- [Material provided]
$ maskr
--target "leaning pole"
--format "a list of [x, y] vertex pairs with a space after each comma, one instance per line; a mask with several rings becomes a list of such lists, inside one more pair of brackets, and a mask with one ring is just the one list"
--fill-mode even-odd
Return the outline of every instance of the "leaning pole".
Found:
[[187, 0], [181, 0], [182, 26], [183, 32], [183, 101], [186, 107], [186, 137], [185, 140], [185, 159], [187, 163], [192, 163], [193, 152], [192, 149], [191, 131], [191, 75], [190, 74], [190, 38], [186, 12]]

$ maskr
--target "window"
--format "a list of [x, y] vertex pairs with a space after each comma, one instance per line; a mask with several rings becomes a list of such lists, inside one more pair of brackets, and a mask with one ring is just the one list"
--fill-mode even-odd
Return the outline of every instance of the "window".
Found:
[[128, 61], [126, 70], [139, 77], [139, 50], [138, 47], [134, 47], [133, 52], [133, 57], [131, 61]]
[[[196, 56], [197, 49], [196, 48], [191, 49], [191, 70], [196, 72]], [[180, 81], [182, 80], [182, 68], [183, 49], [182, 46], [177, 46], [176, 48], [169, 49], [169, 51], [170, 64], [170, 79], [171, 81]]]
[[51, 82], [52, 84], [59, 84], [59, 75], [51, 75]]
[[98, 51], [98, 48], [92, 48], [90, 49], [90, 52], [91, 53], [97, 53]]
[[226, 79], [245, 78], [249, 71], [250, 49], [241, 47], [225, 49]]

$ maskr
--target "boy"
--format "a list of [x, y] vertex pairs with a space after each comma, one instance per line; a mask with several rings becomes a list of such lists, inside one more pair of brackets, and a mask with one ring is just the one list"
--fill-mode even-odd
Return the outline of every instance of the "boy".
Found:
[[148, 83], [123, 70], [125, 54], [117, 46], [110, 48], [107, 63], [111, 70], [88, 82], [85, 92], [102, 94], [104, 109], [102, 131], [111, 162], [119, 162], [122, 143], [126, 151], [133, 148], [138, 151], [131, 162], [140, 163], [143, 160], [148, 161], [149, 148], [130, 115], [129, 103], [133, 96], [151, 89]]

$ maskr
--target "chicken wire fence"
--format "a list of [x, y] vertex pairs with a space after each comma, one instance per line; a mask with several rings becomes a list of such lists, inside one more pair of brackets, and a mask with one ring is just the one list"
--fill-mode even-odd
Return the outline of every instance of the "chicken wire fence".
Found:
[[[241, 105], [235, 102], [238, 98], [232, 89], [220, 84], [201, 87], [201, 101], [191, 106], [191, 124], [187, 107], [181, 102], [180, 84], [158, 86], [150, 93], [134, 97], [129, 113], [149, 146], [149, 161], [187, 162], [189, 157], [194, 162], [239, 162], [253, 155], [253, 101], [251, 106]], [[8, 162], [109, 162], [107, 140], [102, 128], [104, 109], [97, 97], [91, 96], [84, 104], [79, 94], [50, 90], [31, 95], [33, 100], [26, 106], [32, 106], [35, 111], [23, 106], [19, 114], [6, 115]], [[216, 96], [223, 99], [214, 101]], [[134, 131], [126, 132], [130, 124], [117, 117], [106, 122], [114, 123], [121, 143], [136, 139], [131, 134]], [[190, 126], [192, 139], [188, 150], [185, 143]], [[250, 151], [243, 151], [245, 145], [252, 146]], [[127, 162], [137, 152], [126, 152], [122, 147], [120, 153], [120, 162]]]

- [Work required] Set out the items, from the first line up to and including the line containing "38], [186, 12]]", as a Markdown table with the columns Row and Line, leaving out any blank lines.

- [Exercise output]
| Row | Line |
|---|---|
| 1 | $ maskr |
| 2 | --target "leaning pole" |
| 3 | --format "a list of [x, y] vertex pairs with a space after each comma, one instance per line; a mask with several rings becomes a list of such lists, inside one more pair of brackets, and a mask with one ring is just the one list" |
| 4 | --fill-mode even-odd |
| 5 | Return the outline of every instance of the "leaning pole". |
| 6 | Found: |
| 7 | [[187, 0], [181, 0], [182, 26], [183, 32], [183, 101], [186, 107], [186, 137], [185, 140], [185, 159], [187, 163], [192, 163], [193, 152], [192, 149], [191, 131], [191, 75], [190, 74], [190, 38], [186, 12]] |